Martin lässt nicht locker und verarscht die beiden Bullen nach Strich und Faden („Ich habe den Reichstag angesteckt. Sehen Sie nicht, wie ich oben aus dem Hemd dampfe?”). Barbara zieht die Notbremse und steht plötzlich im Mieder da, so dass Martin wiederum entkommen kann, weil die beiden Beamten abgelenkt sind.
Alles ist locker und leicht in May Spils Komödie. Und selbst die Schlusspointe führt nicht etwa zum Tod des vermeintlichen Verbrechers. „Es wird bös enden.” Selbst das scheint reine Verarsche.

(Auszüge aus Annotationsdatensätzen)
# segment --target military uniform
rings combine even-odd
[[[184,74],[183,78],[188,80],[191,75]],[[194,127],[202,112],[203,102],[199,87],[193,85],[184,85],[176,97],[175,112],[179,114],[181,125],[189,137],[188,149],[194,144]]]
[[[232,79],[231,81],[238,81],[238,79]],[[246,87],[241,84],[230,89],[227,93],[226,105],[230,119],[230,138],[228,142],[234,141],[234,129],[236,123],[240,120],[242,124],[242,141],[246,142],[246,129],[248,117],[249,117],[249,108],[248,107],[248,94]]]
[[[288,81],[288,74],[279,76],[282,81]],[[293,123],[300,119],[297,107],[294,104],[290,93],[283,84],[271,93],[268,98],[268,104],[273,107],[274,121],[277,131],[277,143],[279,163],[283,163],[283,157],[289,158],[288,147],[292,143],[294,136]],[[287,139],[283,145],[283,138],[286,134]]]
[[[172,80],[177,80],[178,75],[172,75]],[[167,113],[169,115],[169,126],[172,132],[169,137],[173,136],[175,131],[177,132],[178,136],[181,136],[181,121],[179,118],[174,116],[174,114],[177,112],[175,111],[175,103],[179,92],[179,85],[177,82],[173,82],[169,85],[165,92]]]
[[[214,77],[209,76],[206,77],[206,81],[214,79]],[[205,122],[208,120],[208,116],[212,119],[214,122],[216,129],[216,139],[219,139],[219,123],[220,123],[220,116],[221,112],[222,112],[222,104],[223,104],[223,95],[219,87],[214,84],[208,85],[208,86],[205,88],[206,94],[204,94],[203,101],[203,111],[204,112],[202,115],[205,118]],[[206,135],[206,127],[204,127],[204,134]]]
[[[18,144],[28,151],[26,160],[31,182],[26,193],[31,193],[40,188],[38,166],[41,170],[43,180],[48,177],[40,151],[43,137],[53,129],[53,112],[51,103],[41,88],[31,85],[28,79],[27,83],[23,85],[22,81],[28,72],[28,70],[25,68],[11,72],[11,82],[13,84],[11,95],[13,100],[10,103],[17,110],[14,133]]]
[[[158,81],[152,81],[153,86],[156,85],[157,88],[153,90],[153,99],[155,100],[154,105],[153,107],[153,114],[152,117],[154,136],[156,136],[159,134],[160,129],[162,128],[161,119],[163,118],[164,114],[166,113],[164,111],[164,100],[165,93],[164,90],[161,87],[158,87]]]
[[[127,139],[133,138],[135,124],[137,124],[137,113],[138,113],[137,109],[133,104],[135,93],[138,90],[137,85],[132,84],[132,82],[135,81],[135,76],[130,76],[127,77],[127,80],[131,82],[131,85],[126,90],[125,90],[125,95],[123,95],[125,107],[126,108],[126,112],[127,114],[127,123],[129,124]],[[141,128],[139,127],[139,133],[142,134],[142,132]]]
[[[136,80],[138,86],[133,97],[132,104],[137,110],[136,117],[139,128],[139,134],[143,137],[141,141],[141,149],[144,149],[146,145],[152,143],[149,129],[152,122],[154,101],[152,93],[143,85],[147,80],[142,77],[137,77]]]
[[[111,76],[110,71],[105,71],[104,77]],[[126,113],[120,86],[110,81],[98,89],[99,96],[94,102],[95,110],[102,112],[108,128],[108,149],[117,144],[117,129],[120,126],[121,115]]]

• _Gestellte Aufgabe_: Würden Sie aus dem Quellauszug alles von „Martin lässt nicht“ bis hinunter zu „scheint reine Verarsche.“ wortgetreu ausgeben? Die Datensätze werden hierfür nicht gebraucht.

• _Ergebnis der Aufgabe_:
Martin lässt nicht locker und verarscht die beiden Bullen nach Strich und Faden („Ich habe den Reichstag angesteckt. Sehen Sie nicht, wie ich oben aus dem Hemd dampfe?”). Barbara zieht die Notbremse und steht plötzlich im Mieder da, so dass Martin wiederum entkommen kann, weil die beiden Beamten abgelenkt sind.
Alles ist locker und leicht in May Spils Komödie. Und selbst die Schlusspointe führt nicht etwa zum Tod des vermeintlichen Verbrechers. „Es wird bös enden.” Selbst das scheint reine Verarsche.